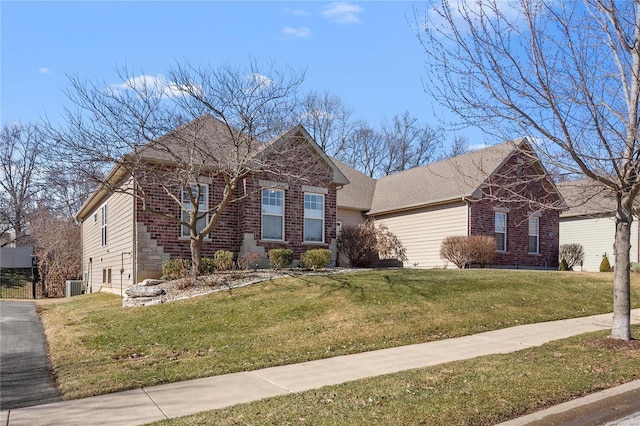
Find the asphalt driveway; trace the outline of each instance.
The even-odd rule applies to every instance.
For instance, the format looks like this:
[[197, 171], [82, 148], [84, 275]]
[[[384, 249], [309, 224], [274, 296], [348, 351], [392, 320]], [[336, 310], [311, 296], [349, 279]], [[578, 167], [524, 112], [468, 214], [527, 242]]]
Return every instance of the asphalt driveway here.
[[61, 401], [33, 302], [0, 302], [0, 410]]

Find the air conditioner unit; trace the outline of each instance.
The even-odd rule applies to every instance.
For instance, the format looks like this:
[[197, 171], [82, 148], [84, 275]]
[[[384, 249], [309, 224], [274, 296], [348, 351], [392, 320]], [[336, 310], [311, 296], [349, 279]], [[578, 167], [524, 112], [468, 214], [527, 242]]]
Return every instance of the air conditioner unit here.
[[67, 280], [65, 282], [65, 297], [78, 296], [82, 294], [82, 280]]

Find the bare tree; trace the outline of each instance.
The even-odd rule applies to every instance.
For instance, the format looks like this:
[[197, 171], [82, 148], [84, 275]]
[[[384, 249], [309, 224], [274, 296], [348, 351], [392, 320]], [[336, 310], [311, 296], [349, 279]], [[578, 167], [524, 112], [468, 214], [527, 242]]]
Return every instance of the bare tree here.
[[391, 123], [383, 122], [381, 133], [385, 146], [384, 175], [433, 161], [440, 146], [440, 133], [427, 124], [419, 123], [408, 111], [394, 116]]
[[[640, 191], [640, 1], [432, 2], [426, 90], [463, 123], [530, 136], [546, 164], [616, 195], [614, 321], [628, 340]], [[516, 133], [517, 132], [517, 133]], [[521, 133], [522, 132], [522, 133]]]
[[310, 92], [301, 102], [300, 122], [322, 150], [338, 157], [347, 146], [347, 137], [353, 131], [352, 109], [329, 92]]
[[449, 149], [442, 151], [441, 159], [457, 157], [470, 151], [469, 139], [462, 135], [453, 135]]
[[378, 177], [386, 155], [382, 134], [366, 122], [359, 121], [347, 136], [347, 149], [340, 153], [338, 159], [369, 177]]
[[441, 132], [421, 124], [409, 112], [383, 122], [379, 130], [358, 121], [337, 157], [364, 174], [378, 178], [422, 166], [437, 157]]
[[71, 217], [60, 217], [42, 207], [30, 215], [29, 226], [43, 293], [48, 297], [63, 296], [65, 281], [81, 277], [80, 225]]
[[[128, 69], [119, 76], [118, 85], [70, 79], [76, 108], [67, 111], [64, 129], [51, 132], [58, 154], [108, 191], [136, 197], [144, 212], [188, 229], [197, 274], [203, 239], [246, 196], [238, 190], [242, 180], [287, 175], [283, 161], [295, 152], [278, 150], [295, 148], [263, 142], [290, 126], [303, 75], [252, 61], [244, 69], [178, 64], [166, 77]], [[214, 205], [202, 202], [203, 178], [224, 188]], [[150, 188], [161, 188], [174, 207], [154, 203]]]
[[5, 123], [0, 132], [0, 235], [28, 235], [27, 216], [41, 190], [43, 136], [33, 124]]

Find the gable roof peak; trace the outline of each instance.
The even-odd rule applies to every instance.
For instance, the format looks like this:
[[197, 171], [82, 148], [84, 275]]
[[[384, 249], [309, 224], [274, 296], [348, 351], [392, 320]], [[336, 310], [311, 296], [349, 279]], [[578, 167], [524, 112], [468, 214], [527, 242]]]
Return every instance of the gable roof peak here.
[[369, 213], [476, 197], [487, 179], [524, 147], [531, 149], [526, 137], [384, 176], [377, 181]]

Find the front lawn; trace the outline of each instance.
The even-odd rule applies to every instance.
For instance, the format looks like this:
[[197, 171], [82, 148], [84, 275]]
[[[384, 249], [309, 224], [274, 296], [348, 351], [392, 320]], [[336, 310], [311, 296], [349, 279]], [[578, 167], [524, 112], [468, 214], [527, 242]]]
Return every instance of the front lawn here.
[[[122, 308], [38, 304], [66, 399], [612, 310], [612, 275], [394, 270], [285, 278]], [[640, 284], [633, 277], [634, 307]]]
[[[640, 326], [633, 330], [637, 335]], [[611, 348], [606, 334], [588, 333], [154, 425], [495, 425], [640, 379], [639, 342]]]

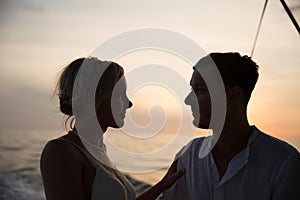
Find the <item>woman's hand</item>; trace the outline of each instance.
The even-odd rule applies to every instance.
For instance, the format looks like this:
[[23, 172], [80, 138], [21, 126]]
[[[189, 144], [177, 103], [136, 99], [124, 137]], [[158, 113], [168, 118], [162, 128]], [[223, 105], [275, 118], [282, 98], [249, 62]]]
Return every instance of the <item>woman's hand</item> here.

____________

» Exercise aim
Once the lines holding the word "Find" in the material above are counted, report that number by itself.

» Written reply
6